Deep purple flesh from skin to core: Stokes Purple has a firm, dense texture and a mildly sweet, slightly nutty flavor that holds its color even after cooking. It yields respectably but generally less than Beauregard, and it appreciates a full 110-day season.

9. Okinawan (Purple Sweet Potato)

Pale, unassuming tan skin hiding vivid purple flesh: Okinawan sweet potatoes are sweeter and starchier than Stokes Purple, prized in Hawaiian and Japanese cooking. They want warm soil and a long season, and they sulk in cool climates.

10. Purple Majesty

Bred more for looks than yield: Purple Majesty has purple skin and purple flesh with a drier texture than most dessert types. It is a fine choice for a gardener who wants color on the plate as much as flavor, but do not expect Beauregard-level harvests from it.

Color is one kind of specialty, but some sweet potatoes are grown for their leaves as much as their roots.

Ornamental and Dual-Purpose Vines

These varieties earn a spot in flower beds and containers, with edible roots as a legitimate bonus rather than an afterthought.

11. Blackie

The near-black, deeply lobed foliage variety used in ornamental containers everywhere: Blackie is grown mostly for its dramatic leaf color, but it does produce edible tubers, usually smaller and less sweet than dedicated food varieties. Treat the harvest as a curiosity, not the main event.

12. Margarita (Ipomoea batatas ‘Margarita’)

Chartreuse, heart-shaped foliage that lights up hanging baskets: Margarita is another ornamental-first sweet potato vine, thriving in full sun to light shade and trailing aggressively over container edges. Its roots are edible but rarely worth digging for flavor.

13. Japanese Sweet Potato (Satsuma-imo type)

Purple-red skin with pale, almost white flesh that bakes up dry and dense, not sweet and syrupy: this is the variety most people buy expecting dessert-level sweetness and are surprised by, because the flavor is closer to chestnut than candy. Give it a long warm season and it rewards you with a genuinely different eating experience, but know what you are planting before you commit a whole bed to it.

Ornamentals and specialty types cover looks and novelty, but a couple of workhorse varieties still deserve a place on any serious list.

Reliable All-Around Performers

Rounding out the list, these are varieties that consistently deliver without asking much in return.

14. Jewel

A classic orange-fleshed variety bred for consistency and good storage: Jewel resists some of the soil-borne diseases that plague sweet potato beds over time, making it a solid choice if you are replanting the same ground year after year.

* _Tasks to complete_:
A) In the sweet potato variety text, what is the Japanese Sweet Potato's flavor said to be closer to?
B) Pick up the sweet potato variety list right after its Jewel entry and continue it in the same style.

* _Data section_:
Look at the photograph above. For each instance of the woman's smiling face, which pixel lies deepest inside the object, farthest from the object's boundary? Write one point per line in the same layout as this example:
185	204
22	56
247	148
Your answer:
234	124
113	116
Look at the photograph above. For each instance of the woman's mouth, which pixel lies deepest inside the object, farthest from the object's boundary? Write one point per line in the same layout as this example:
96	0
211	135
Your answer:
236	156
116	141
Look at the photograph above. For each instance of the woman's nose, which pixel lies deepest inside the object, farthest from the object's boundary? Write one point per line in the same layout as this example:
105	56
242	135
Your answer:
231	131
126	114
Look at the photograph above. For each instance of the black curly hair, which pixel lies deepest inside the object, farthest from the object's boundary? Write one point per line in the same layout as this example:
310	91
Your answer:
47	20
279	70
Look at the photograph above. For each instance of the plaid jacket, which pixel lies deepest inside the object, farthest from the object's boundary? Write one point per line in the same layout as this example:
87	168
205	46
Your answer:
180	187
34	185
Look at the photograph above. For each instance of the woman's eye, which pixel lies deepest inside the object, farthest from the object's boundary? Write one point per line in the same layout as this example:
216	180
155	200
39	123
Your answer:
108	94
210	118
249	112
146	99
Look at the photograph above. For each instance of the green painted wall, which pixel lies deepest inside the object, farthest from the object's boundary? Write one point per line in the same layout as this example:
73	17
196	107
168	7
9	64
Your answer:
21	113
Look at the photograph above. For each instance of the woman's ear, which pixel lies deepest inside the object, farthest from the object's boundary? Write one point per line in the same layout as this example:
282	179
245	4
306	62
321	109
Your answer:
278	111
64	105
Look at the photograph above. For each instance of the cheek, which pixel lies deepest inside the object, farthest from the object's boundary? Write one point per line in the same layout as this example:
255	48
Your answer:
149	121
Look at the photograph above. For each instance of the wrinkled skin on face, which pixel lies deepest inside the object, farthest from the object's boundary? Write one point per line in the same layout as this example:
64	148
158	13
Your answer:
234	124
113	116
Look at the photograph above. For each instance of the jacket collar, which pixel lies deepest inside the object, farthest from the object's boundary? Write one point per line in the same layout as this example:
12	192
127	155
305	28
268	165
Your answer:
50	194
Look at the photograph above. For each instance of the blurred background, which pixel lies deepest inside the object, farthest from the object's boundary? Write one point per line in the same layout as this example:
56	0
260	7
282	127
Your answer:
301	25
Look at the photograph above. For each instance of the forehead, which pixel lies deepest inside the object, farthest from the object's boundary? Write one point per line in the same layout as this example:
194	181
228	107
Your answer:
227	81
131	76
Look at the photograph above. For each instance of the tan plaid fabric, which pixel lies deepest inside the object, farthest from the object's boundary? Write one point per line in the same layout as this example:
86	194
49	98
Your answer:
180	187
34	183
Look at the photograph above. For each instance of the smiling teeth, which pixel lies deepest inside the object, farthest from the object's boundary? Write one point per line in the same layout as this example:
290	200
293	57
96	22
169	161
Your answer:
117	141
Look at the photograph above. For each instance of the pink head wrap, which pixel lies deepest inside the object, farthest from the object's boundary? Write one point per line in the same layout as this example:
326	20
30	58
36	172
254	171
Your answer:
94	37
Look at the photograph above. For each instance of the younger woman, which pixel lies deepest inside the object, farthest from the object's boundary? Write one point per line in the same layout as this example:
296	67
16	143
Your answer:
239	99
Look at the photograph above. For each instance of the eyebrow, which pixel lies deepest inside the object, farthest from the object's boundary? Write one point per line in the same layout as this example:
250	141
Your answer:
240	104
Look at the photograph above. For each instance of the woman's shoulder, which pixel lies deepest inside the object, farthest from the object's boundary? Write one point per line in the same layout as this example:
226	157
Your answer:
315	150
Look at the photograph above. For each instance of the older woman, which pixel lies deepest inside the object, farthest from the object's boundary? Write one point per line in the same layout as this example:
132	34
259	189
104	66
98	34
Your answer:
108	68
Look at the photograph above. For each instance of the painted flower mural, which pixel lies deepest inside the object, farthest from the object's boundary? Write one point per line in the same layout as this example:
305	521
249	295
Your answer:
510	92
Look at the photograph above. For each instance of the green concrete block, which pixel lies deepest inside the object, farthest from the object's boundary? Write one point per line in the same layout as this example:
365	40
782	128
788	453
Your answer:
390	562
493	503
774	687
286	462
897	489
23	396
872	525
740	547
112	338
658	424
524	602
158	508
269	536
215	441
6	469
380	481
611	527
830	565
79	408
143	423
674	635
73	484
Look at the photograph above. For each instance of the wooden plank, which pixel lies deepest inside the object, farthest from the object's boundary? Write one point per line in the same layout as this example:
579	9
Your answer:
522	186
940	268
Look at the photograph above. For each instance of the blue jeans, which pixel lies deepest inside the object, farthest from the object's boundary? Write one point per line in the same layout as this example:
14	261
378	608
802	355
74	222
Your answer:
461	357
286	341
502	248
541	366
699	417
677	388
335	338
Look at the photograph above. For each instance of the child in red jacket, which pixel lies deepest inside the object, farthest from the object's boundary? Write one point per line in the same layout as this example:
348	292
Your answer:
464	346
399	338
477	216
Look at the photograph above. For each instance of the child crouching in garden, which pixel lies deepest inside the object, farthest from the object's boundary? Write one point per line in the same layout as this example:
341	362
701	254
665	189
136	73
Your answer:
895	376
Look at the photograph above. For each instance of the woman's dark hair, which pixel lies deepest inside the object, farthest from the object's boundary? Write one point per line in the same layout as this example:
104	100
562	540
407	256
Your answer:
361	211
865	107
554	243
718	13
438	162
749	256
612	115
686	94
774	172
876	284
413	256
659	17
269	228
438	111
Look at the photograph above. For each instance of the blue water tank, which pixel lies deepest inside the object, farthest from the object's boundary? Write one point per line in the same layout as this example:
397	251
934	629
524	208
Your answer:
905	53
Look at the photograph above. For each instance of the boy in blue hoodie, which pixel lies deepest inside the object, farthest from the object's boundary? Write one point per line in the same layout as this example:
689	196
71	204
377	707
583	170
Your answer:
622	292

* _Answers per task_:
A) Chestnut rather than candy.

B)
15. Vardaman

A compact, bush-type sweet potato for small spaces: Vardaman produces short, restrained vines rather than the usual sprawl, which makes it a genuinely good option for raised beds or gardeners short on room. Flesh is deep orange and sweet, yield is smaller than sprawling varieties but respectable for the footprint.

How to Choose the Right One

  • Start with space: if you are working with a small raised bed or container, pick a compact type like Vardaman rather than a sprawling vine that needs 3 to 4 feet per plant.
  • Match your season length: count the warm days from your last frost to your first fall frost; under 100 warm days, favor Georgia Jet or Beauregard, over 120, you can grow almost anything on this list including the slower purple types.
  • Decide on purpose before flavor: baking and candying want moist orange flesh, savory roasting wants dry white or Japanese types, and containers or beds wanting color want the ornamental vines.
  • Check your soil: loose, sandy, well-drained soil grows the smoothest roots; heavy clay grows forked, misshapen ones regardless of variety, so raised beds or mounded rows help everything on this list perform better.
  • Be honest about your care appetite: heirlooms like Nancy Hall reward patience with unique flavor but yield less, while modern hybrids like Covington and Jewel forgive more mistakes and produce more pounds per plant.
  • Buy certified slips when you can: disease-free starts matter more to final yield than the variety name on the label.

Fifteen varieties is plenty of choice, but the right one was always going to come down to your season, your space, and what you actually plan to do with the harvest.

Pick one, get slips into warm soil after your last frost has passed, and let the vines do the rest.